STATED GOAL 1 —
According to the Parsec passage, why is UU_parsing another option for someone who already has a token list?

PROVIDED PASSAGE —
───
In a nutshell then, even though you have a token list you still need a parser.

Parsec can handle alternative token streams, but you'll probably have to refer to the manual - a PDF available at Daan Leijen's "legacy" home page - http://legacy.cs.uu.nl/daan/download/parsec/parsec.pdf. You can roll your own parser without using a combinator library but you will be re-implementing some fraction of Parsec. As far as I remember UU_parsing expects to work with a separate scanner so its another option.

Although it doesn't handle parsing you might find Lennart Augustsson's "Lambda calculus cooked four ways" helpful for other things - http://www.augustsson.net/Darcs/Lambda/top.pdf

Edit - here is a partly worked out plan of how you can go about it with Parsec, for details you'll have to consult section 2.11 of the manual.

Suppose you have this data type for concrete "internal" tokens:

data InternalTok = Ident String
                 | BinOpPlus
                 | BinOpMinus
                 | UnaryOpNegate
                 | IntLiteral Int
  deriving (Show)
───
TASK MATERIAL —
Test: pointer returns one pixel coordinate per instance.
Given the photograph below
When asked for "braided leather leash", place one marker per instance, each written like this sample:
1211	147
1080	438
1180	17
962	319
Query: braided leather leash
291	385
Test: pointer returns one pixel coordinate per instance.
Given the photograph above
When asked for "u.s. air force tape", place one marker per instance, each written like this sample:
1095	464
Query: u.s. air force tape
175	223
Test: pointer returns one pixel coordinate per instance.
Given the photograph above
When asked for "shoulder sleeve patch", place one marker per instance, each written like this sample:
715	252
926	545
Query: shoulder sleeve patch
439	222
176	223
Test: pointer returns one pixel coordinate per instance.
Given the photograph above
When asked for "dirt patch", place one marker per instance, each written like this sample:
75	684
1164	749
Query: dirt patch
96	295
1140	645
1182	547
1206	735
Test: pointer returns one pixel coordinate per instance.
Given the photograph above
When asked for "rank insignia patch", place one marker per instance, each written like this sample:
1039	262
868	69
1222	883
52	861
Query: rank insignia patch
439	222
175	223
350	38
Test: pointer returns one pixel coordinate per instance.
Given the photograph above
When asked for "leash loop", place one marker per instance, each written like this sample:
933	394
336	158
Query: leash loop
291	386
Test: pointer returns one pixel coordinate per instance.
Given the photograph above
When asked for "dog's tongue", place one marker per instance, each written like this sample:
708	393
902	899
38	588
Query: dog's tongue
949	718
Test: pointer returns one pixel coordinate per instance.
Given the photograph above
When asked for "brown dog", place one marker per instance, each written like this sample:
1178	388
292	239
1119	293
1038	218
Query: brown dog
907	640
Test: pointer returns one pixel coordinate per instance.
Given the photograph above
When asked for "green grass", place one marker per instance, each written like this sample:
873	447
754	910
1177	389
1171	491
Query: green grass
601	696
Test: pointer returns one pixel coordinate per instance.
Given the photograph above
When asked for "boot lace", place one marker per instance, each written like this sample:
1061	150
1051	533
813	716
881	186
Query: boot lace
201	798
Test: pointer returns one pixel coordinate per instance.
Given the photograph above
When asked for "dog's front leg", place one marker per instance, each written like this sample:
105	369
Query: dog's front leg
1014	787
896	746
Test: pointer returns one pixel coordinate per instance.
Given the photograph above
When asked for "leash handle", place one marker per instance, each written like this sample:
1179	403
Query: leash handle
───
STATED GOAL 2 —
Count the lines in the entries that contain the string "Query", with case taken into account, and reply with the number only.

TASK SOLUTION 1 —
UU_parsing is another option because, as far as the writer remembers, it expects to work with a separate scanner. That suits a setup where the tokens have already been produced.

TASK SOLUTION 2 —
12